§ **Required action**
Please output the data exactly, minus pictures.

** Source data follows **

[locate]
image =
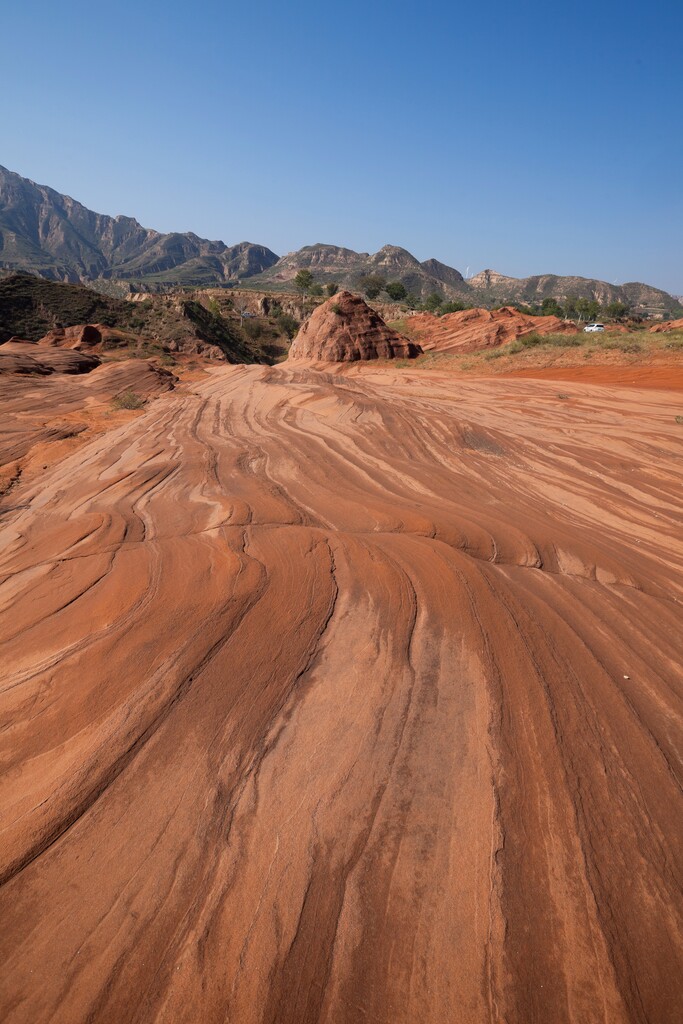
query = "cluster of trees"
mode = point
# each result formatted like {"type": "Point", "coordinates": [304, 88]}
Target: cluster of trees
{"type": "Point", "coordinates": [305, 284]}
{"type": "Point", "coordinates": [578, 308]}
{"type": "Point", "coordinates": [373, 285]}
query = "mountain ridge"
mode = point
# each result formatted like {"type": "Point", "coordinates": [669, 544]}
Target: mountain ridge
{"type": "Point", "coordinates": [46, 232]}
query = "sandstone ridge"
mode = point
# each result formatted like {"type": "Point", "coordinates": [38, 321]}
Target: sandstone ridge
{"type": "Point", "coordinates": [474, 329]}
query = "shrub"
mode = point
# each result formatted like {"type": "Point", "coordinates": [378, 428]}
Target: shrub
{"type": "Point", "coordinates": [128, 399]}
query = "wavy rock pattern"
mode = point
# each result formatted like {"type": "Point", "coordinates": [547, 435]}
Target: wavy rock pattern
{"type": "Point", "coordinates": [341, 698]}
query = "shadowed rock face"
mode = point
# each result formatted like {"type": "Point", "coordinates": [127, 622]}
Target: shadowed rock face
{"type": "Point", "coordinates": [80, 336]}
{"type": "Point", "coordinates": [345, 329]}
{"type": "Point", "coordinates": [28, 357]}
{"type": "Point", "coordinates": [668, 326]}
{"type": "Point", "coordinates": [330, 698]}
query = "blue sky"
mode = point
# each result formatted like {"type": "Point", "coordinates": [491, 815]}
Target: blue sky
{"type": "Point", "coordinates": [524, 136]}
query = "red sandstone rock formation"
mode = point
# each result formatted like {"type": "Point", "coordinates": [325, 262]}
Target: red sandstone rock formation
{"type": "Point", "coordinates": [474, 329]}
{"type": "Point", "coordinates": [345, 329]}
{"type": "Point", "coordinates": [667, 326]}
{"type": "Point", "coordinates": [330, 699]}
{"type": "Point", "coordinates": [29, 357]}
{"type": "Point", "coordinates": [80, 336]}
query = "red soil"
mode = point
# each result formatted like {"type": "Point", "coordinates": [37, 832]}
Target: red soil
{"type": "Point", "coordinates": [669, 378]}
{"type": "Point", "coordinates": [474, 329]}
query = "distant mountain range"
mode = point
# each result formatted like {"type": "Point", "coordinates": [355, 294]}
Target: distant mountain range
{"type": "Point", "coordinates": [53, 236]}
{"type": "Point", "coordinates": [50, 235]}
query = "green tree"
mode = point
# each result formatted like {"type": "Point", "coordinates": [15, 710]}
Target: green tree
{"type": "Point", "coordinates": [303, 281]}
{"type": "Point", "coordinates": [570, 309]}
{"type": "Point", "coordinates": [588, 308]}
{"type": "Point", "coordinates": [432, 302]}
{"type": "Point", "coordinates": [551, 307]}
{"type": "Point", "coordinates": [396, 291]}
{"type": "Point", "coordinates": [616, 310]}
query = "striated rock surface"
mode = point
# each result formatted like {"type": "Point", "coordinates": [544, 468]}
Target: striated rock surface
{"type": "Point", "coordinates": [473, 329]}
{"type": "Point", "coordinates": [29, 357]}
{"type": "Point", "coordinates": [345, 329]}
{"type": "Point", "coordinates": [667, 326]}
{"type": "Point", "coordinates": [334, 698]}
{"type": "Point", "coordinates": [79, 336]}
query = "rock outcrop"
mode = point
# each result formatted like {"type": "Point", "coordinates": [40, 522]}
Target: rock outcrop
{"type": "Point", "coordinates": [473, 329]}
{"type": "Point", "coordinates": [345, 329]}
{"type": "Point", "coordinates": [79, 337]}
{"type": "Point", "coordinates": [667, 326]}
{"type": "Point", "coordinates": [26, 357]}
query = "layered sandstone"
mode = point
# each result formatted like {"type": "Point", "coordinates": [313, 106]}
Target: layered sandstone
{"type": "Point", "coordinates": [79, 336]}
{"type": "Point", "coordinates": [333, 698]}
{"type": "Point", "coordinates": [345, 329]}
{"type": "Point", "coordinates": [29, 357]}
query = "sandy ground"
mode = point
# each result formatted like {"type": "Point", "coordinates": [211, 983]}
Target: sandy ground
{"type": "Point", "coordinates": [347, 697]}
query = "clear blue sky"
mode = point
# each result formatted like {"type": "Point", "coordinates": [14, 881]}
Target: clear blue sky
{"type": "Point", "coordinates": [521, 135]}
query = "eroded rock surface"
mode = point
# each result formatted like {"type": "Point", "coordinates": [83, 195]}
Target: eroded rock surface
{"type": "Point", "coordinates": [345, 329]}
{"type": "Point", "coordinates": [474, 329]}
{"type": "Point", "coordinates": [330, 698]}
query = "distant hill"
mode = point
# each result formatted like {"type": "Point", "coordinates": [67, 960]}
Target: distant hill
{"type": "Point", "coordinates": [345, 267]}
{"type": "Point", "coordinates": [47, 233]}
{"type": "Point", "coordinates": [43, 231]}
{"type": "Point", "coordinates": [495, 289]}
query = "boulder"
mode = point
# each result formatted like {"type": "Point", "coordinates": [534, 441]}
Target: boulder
{"type": "Point", "coordinates": [345, 329]}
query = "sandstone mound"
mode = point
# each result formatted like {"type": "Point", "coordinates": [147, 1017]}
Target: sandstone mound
{"type": "Point", "coordinates": [80, 336]}
{"type": "Point", "coordinates": [345, 329]}
{"type": "Point", "coordinates": [667, 326]}
{"type": "Point", "coordinates": [473, 329]}
{"type": "Point", "coordinates": [29, 358]}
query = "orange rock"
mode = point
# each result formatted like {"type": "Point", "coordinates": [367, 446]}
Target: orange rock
{"type": "Point", "coordinates": [81, 336]}
{"type": "Point", "coordinates": [473, 329]}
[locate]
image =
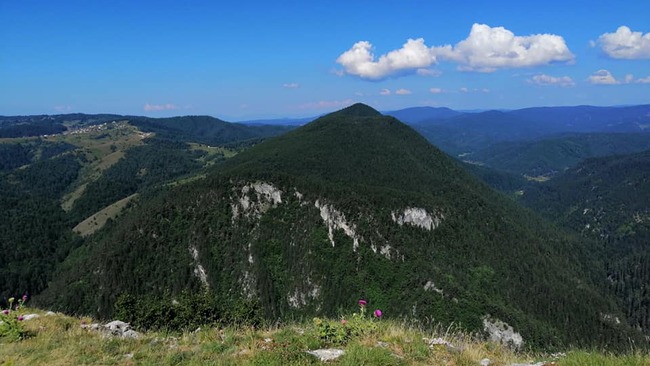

** End of Source data **

§ **Result**
[locate]
image =
query = "cluster of trees"
mode = point
# each result formatted like {"type": "Point", "coordinates": [304, 88]}
Target: cluster of trees
{"type": "Point", "coordinates": [305, 284]}
{"type": "Point", "coordinates": [578, 308]}
{"type": "Point", "coordinates": [373, 285]}
query = "mountain ridge"
mode = point
# each result formatted like {"type": "Point", "coordinates": [669, 544]}
Target: mountain ridge
{"type": "Point", "coordinates": [46, 232]}
query = "sandstone ridge"
mode = point
# each result formatted like {"type": "Point", "coordinates": [38, 321]}
Target: sandstone ridge
{"type": "Point", "coordinates": [474, 329]}
query = "shrub"
mode = point
# each result formatted like {"type": "Point", "coordinates": [378, 428]}
Target: shrub
{"type": "Point", "coordinates": [128, 399]}
query = "wavy rock pattern"
mode = point
# each result formatted like {"type": "Point", "coordinates": [547, 435]}
Target: wavy rock pattern
{"type": "Point", "coordinates": [341, 698]}
query = "shadowed rock face"
mode = point
# each result formatted like {"type": "Point", "coordinates": [127, 622]}
Target: shadowed rock face
{"type": "Point", "coordinates": [80, 336]}
{"type": "Point", "coordinates": [345, 329]}
{"type": "Point", "coordinates": [28, 357]}
{"type": "Point", "coordinates": [668, 326]}
{"type": "Point", "coordinates": [330, 698]}
query = "blue sky"
mode = point
# each result formatted like {"type": "Point", "coordinates": [491, 815]}
Target: blue sky
{"type": "Point", "coordinates": [524, 136]}
query = "red sandstone rock formation"
mode = point
# each result formatted like {"type": "Point", "coordinates": [325, 262]}
Target: red sandstone rock formation
{"type": "Point", "coordinates": [474, 329]}
{"type": "Point", "coordinates": [345, 329]}
{"type": "Point", "coordinates": [667, 326]}
{"type": "Point", "coordinates": [330, 699]}
{"type": "Point", "coordinates": [29, 357]}
{"type": "Point", "coordinates": [80, 336]}
query = "red soil"
mode = point
# each result formatted like {"type": "Point", "coordinates": [37, 832]}
Target: red soil
{"type": "Point", "coordinates": [669, 378]}
{"type": "Point", "coordinates": [474, 329]}
query = "distant mountain range"
mode = point
# each result formatted like {"type": "Point", "coordinates": [355, 294]}
Target: distant mountain range
{"type": "Point", "coordinates": [53, 236]}
{"type": "Point", "coordinates": [50, 235]}
query = "green tree"
mode = point
# each result formatted like {"type": "Point", "coordinates": [15, 710]}
Target: green tree
{"type": "Point", "coordinates": [303, 281]}
{"type": "Point", "coordinates": [570, 309]}
{"type": "Point", "coordinates": [588, 308]}
{"type": "Point", "coordinates": [432, 302]}
{"type": "Point", "coordinates": [551, 307]}
{"type": "Point", "coordinates": [396, 291]}
{"type": "Point", "coordinates": [616, 310]}
query = "striated rock surface"
mode = point
# each result formatted like {"type": "Point", "coordinates": [544, 468]}
Target: striated rock surface
{"type": "Point", "coordinates": [473, 329]}
{"type": "Point", "coordinates": [29, 357]}
{"type": "Point", "coordinates": [345, 329]}
{"type": "Point", "coordinates": [667, 326]}
{"type": "Point", "coordinates": [334, 698]}
{"type": "Point", "coordinates": [79, 336]}
query = "rock outcrop"
mode = point
# each result formatted like {"type": "Point", "coordinates": [40, 522]}
Target: rock outcrop
{"type": "Point", "coordinates": [473, 329]}
{"type": "Point", "coordinates": [345, 329]}
{"type": "Point", "coordinates": [79, 337]}
{"type": "Point", "coordinates": [667, 326]}
{"type": "Point", "coordinates": [26, 357]}
query = "layered sandstone"
mode = point
# each result formatted like {"type": "Point", "coordinates": [313, 106]}
Target: layered sandstone
{"type": "Point", "coordinates": [79, 336]}
{"type": "Point", "coordinates": [333, 698]}
{"type": "Point", "coordinates": [345, 329]}
{"type": "Point", "coordinates": [29, 357]}
query = "sandy ground"
mode = point
# each result formatted like {"type": "Point", "coordinates": [211, 983]}
Target: sandy ground
{"type": "Point", "coordinates": [347, 697]}
query = "clear blue sky"
mode = point
# each result formatted like {"type": "Point", "coordinates": [14, 881]}
Target: clear blue sky
{"type": "Point", "coordinates": [521, 135]}
query = "eroded rock surface"
mode = point
# each result formatted like {"type": "Point", "coordinates": [83, 195]}
Target: eroded rock surface
{"type": "Point", "coordinates": [345, 329]}
{"type": "Point", "coordinates": [474, 329]}
{"type": "Point", "coordinates": [330, 698]}
query = "distant hill"
mode = point
# each result formatted like {"type": "Point", "coordinates": [67, 960]}
Target: distant hill
{"type": "Point", "coordinates": [345, 267]}
{"type": "Point", "coordinates": [47, 233]}
{"type": "Point", "coordinates": [43, 231]}
{"type": "Point", "coordinates": [495, 289]}
query = "boulder"
mode = point
# each result formatted like {"type": "Point", "coordinates": [534, 441]}
Target: boulder
{"type": "Point", "coordinates": [345, 329]}
query = "sandstone mound"
mode = point
# each result formatted like {"type": "Point", "coordinates": [147, 1017]}
Target: sandstone mound
{"type": "Point", "coordinates": [80, 336]}
{"type": "Point", "coordinates": [345, 329]}
{"type": "Point", "coordinates": [667, 326]}
{"type": "Point", "coordinates": [473, 329]}
{"type": "Point", "coordinates": [29, 358]}
query = "orange rock"
mode = point
# each result formatted like {"type": "Point", "coordinates": [367, 446]}
Target: orange rock
{"type": "Point", "coordinates": [81, 336]}
{"type": "Point", "coordinates": [473, 329]}
[locate]
image =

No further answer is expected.